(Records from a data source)
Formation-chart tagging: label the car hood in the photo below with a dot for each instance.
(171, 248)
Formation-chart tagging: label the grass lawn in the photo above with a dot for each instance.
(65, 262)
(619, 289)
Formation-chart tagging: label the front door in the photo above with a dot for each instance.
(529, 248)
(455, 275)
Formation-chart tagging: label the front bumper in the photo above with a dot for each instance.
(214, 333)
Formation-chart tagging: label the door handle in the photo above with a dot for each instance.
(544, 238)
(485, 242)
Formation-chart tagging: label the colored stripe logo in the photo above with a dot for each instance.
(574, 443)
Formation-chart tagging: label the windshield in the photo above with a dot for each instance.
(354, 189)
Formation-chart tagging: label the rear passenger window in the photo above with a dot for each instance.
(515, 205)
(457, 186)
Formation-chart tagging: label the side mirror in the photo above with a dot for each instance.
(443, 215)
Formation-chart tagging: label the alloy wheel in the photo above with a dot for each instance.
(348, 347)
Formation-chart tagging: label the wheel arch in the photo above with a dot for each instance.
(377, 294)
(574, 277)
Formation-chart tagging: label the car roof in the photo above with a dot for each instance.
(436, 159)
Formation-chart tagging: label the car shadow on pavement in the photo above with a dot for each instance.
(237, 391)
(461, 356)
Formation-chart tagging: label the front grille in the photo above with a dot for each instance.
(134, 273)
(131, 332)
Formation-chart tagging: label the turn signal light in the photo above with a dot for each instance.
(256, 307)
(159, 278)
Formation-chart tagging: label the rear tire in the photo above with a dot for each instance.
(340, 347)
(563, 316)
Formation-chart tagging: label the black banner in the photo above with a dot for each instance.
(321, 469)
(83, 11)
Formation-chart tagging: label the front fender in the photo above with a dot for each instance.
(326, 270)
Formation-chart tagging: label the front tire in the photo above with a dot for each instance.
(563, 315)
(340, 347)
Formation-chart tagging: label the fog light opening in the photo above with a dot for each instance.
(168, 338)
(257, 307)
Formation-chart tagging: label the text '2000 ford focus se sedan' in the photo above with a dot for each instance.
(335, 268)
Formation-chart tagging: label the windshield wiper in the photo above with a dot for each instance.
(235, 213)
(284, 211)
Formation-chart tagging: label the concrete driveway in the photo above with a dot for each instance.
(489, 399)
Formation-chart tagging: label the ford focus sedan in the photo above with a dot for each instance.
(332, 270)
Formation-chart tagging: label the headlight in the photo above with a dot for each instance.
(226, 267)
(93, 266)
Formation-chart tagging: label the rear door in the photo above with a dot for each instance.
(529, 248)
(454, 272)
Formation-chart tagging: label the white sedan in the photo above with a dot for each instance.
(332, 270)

**SHORT TASK**
Reproduce the full listing word for word.

**RESPONSE**
Formation-chart tagging: label the car hood in the photo below with a dot for each instance.
(171, 248)
Formation-chart tagging: label the grass lawn in the photo above with a dot for each instance.
(65, 262)
(619, 289)
Formation-chart tagging: label the front door in the photo above with a dot for each instance.
(529, 248)
(455, 275)
Formation-chart tagging: label the front bumper in the photo above with a dot for each instance.
(214, 333)
Formation-chart tagging: label the door handle in the photo above with a dot for each instance.
(544, 238)
(485, 242)
Formation-chart tagging: label the colored stripe logo in the photo above with a dot for each instance.
(574, 443)
Formation-chart tagging: label the windshield in the photo above with a dot for each instance.
(354, 189)
Formation-chart tagging: label the rear passenger window in the photo above with a dot for each instance.
(515, 205)
(457, 186)
Formation-chart tagging: label the side mirror in the photo above with a dot for each instance.
(443, 215)
Formation-chart tagging: label the alloy wheel in the photo above with a dot for each instance.
(348, 347)
Formation-chart tagging: label the wheel arch in the photo above with a dot for each instance.
(377, 294)
(574, 277)
Formation-chart tagging: label the car roof in the photo above with a dot for each instance.
(436, 159)
Formation-chart tagging: label the car shadow on pavement in the photo above with a dot for each instance.
(237, 391)
(461, 356)
Formation-chart tagging: label the front grille in the photo above with a dot for each instance.
(134, 273)
(131, 332)
Formation-chart tagging: label the turn signal light in the photo above with a dot for each instance.
(256, 307)
(159, 278)
Formation-chart tagging: label the rear tire in the photo above with a dot for each instance.
(340, 347)
(563, 316)
Formation-chart tagging: label the black banner in the photo above with a dot for each instance.
(321, 469)
(83, 11)
Formation-chart tagging: label the front fender in the photo above with a dot for each instance.
(326, 270)
Formation-chart tagging: label the front tire in the photo above with a dot for each instance.
(563, 315)
(340, 347)
Formation-chart tagging: label the fog light opening in the photo above with a dot for each instance.
(168, 338)
(257, 307)
Formation-chart tagging: label the text '2000 ford focus se sedan' in the photo above with a dot for each instance.
(335, 268)
Formation-chart tagging: label the windshield wiper in the photo above with a dot for each instance.
(235, 213)
(284, 211)
Formation-chart tagging: label the concrete driveway in the photo above with a dot for each instance.
(489, 399)
Formation-chart tagging: label the ford focus sedan in the photo above with a dot for each instance.
(332, 270)
Formation-chart tagging: label the headlight in the photo above with a dot for each instance.
(226, 267)
(93, 266)
Formation-chart tagging: label the rear door in the photo above with a dot for each instance.
(529, 248)
(454, 272)
Formation-chart tagging: label the white sedan in the photo above with a dot for each instance.
(332, 270)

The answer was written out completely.